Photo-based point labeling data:

::::::::::

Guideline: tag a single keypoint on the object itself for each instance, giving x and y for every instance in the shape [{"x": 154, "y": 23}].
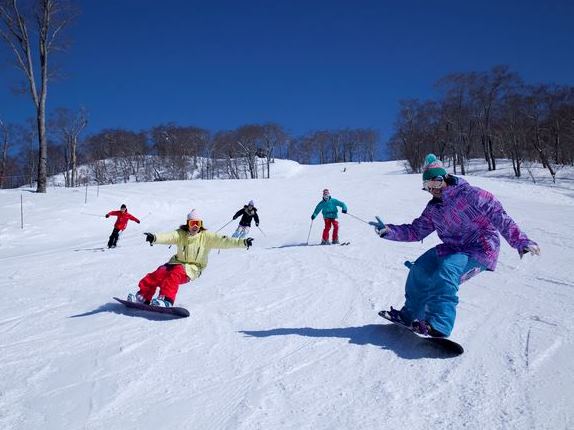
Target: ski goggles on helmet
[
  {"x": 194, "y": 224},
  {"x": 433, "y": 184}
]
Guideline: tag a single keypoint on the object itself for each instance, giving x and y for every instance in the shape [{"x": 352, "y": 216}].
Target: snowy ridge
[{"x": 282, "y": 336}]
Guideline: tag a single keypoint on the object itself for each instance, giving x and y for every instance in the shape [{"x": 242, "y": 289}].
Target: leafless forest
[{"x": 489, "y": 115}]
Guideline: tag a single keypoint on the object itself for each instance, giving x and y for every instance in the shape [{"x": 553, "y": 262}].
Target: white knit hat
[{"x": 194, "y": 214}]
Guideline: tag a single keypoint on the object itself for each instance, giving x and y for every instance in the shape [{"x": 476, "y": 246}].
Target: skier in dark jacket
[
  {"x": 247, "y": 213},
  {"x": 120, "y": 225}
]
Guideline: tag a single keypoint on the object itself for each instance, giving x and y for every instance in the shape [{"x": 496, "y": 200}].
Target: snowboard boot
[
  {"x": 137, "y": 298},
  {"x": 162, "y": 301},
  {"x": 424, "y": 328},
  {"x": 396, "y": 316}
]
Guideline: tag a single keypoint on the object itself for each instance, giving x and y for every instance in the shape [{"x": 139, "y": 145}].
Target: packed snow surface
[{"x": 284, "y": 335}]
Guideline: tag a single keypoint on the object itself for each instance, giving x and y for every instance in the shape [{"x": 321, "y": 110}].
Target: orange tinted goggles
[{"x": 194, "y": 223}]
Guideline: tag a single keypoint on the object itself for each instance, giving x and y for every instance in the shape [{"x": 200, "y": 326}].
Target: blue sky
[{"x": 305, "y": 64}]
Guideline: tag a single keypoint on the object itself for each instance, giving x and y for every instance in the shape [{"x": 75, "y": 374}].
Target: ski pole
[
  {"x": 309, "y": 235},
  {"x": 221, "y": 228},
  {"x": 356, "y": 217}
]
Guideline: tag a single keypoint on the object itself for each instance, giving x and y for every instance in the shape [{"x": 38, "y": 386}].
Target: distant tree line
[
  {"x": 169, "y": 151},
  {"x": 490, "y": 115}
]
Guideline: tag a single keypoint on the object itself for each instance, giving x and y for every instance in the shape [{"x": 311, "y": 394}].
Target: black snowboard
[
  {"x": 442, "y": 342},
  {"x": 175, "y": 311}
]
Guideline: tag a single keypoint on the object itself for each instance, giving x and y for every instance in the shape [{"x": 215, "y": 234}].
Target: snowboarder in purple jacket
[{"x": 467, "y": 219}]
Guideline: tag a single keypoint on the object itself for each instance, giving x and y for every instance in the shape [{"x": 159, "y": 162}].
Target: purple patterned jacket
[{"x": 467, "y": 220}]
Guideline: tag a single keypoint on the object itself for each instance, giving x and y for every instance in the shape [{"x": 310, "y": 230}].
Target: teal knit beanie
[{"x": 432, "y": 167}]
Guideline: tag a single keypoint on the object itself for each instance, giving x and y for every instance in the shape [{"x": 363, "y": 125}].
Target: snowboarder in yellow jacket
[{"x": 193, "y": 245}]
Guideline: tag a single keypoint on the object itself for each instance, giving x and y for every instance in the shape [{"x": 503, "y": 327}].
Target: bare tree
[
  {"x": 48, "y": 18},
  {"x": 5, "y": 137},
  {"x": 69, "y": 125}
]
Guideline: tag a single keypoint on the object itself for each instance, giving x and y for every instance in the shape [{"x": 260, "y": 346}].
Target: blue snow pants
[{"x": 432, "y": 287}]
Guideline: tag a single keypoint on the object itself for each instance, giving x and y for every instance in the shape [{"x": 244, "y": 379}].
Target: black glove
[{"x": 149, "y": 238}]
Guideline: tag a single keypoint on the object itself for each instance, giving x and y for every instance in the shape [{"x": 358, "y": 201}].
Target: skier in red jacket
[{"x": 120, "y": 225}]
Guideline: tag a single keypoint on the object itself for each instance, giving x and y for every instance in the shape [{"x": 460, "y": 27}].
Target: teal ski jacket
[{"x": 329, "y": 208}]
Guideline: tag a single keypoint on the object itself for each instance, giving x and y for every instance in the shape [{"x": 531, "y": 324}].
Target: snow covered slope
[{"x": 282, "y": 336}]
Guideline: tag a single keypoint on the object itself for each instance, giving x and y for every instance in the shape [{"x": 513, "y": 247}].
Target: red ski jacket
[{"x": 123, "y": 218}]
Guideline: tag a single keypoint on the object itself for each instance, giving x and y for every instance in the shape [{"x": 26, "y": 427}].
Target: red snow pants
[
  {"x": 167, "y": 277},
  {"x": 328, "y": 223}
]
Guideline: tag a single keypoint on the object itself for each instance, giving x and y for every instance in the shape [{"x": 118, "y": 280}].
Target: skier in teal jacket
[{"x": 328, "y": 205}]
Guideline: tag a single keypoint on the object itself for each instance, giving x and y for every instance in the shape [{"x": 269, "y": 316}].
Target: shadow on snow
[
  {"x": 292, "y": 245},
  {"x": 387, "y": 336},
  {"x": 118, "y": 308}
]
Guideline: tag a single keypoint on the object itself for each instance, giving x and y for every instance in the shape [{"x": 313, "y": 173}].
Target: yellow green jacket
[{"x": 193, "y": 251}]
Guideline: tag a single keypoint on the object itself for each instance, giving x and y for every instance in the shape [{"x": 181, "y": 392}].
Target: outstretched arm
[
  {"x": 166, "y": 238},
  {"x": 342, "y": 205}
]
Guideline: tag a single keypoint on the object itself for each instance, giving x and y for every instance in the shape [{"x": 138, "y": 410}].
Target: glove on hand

::::::::::

▶ [GIVEN PROBLEM]: Print the listing above in full, exactly as written. Omit any pictures.

▶ [OUTPUT FOR THIS EXERCISE]:
Guideline: tag a single keypoint on the object itself for each instance, giving x and y for every instance in the shape [{"x": 154, "y": 23}].
Target: ski goggles on helmet
[
  {"x": 194, "y": 224},
  {"x": 433, "y": 184}
]
Guideline: tag a single keypoint on the object itself for each instance, giving x and y for every instance in the shape [{"x": 352, "y": 216}].
Target: snowy ridge
[{"x": 282, "y": 336}]
Guideline: tag a single keypoint on the object itself for each instance, giving x and y for every instance in the shape [{"x": 242, "y": 289}].
Target: leafless forest
[{"x": 489, "y": 115}]
Guideline: tag a single keypoint on the object itself for each instance, giving x and y for every instance in the shape [{"x": 553, "y": 262}].
Target: white knit hat
[{"x": 194, "y": 214}]
Guideline: tag a single keypoint on the object itself for each instance, giving x and y for every instance in the shape [{"x": 476, "y": 246}].
Target: skier in dark jacket
[
  {"x": 247, "y": 213},
  {"x": 120, "y": 225}
]
Guideline: tag a single keypoint on the object itself for each instance, giving x and y for every instance in the shape [{"x": 496, "y": 200}].
Target: snowboard boot
[
  {"x": 137, "y": 298},
  {"x": 162, "y": 301},
  {"x": 424, "y": 328},
  {"x": 396, "y": 316}
]
Guideline: tag a single keypoint on the object itself for each instance, giving x and y for every instance in the shape [{"x": 139, "y": 145}].
Target: packed snow surface
[{"x": 284, "y": 335}]
Guideline: tag a single keypoint on the object itself for each instance, giving x and y for every instance in the shape [{"x": 321, "y": 110}].
Target: orange tinted goggles
[{"x": 194, "y": 223}]
Guideline: tag a single keypoint on the object itself for each instance, giving x and y for every instance in the shape [{"x": 200, "y": 326}].
Target: blue sky
[{"x": 305, "y": 64}]
Guideline: tag a single keypoint on the object itself for each instance, giving x and y for every instance in the shape [{"x": 75, "y": 374}].
Target: ski pole
[
  {"x": 309, "y": 235},
  {"x": 221, "y": 228},
  {"x": 356, "y": 217}
]
Guideline: tag a single keypoint on the object itself for each instance, giving x and y for every instance in the shape [{"x": 38, "y": 386}].
Target: distant tree line
[
  {"x": 169, "y": 151},
  {"x": 490, "y": 115}
]
Guideline: tag a single keypoint on the object itself for each instance, giving x and y for every instance in the shape [{"x": 311, "y": 394}].
Target: black snowboard
[
  {"x": 442, "y": 342},
  {"x": 175, "y": 311}
]
Guideline: tag a single keypoint on the object itself for each instance, giving x and y for every instance in the shape [{"x": 215, "y": 234}].
Target: snowboarder in purple jacket
[{"x": 467, "y": 219}]
Guideline: tag a single keypoint on the object itself for each instance, giving x and y for every instance in the shape [{"x": 159, "y": 162}].
Target: purple patterned jacket
[{"x": 467, "y": 220}]
Guideline: tag a single keypoint on the object itself for each instance, giving x and y for every instance in the shape [{"x": 310, "y": 230}].
Target: teal knit beanie
[{"x": 432, "y": 167}]
Guideline: tag a single keypoint on the object itself for each instance, giving x and y for every instance in the shape [{"x": 363, "y": 125}].
Target: snowboarder in yellow jacket
[{"x": 193, "y": 245}]
Guideline: tag a single keypoint on the object itself for each instance, giving x and y for every instance in the shape [{"x": 503, "y": 327}].
Target: bare tree
[
  {"x": 48, "y": 18},
  {"x": 5, "y": 137},
  {"x": 69, "y": 125}
]
Guideline: tag a single keypoint on the object itself for each instance, giving x and y for every instance in the shape [{"x": 260, "y": 346}].
Target: blue snow pants
[{"x": 432, "y": 287}]
Guideline: tag a single keypoint on the object itself for each instance, giving x and y for every instance in the shape [{"x": 244, "y": 379}].
Target: black glove
[{"x": 149, "y": 238}]
Guideline: tag a single keypoint on the object itself for each instance, giving x and y for every instance in the shape [{"x": 358, "y": 201}].
Target: skier in red jacket
[{"x": 120, "y": 225}]
Guideline: tag a single keypoint on the object itself for each instance, giving x and y for every instance in the shape [{"x": 460, "y": 27}].
Target: teal ski jacket
[{"x": 329, "y": 208}]
Guideline: tag a single keypoint on the object itself for each instance, giving x and y for every instance in the shape [{"x": 531, "y": 324}].
Target: snow covered slope
[{"x": 282, "y": 336}]
Guideline: tag a single keypoint on the object itself for each instance, giving x and y for every instance in the shape [{"x": 513, "y": 247}].
Target: red ski jacket
[{"x": 123, "y": 218}]
Guideline: tag a single keypoint on the object itself for each instance, giving x and y for every instance in the shape [{"x": 26, "y": 427}].
Target: red snow pants
[
  {"x": 167, "y": 277},
  {"x": 328, "y": 223}
]
Guideline: tag a single keypoint on the object itself for each instance, giving x and y for every instance in the shape [{"x": 118, "y": 280}].
Target: skier in teal jacket
[{"x": 328, "y": 205}]
Guideline: tag a single keypoint on the object itself for each instance, giving x and y for every instance in the shape [{"x": 269, "y": 316}].
Target: shadow on snow
[
  {"x": 292, "y": 245},
  {"x": 387, "y": 336},
  {"x": 118, "y": 308}
]
Guideline: tag a single keypoint on the object itself for each instance, giving x and y for every instance in the shape [{"x": 313, "y": 173}].
Target: yellow green jacket
[{"x": 193, "y": 251}]
Guideline: tag a single keypoint on the object itself for each instance, giving x and y for every instance in the shape [{"x": 181, "y": 392}].
Target: outstretched arm
[
  {"x": 166, "y": 238},
  {"x": 342, "y": 205}
]
Guideline: tag a single keypoint on the object itself for each instance, giving x and y for every instance in the shape [{"x": 138, "y": 410}].
Target: glove on hand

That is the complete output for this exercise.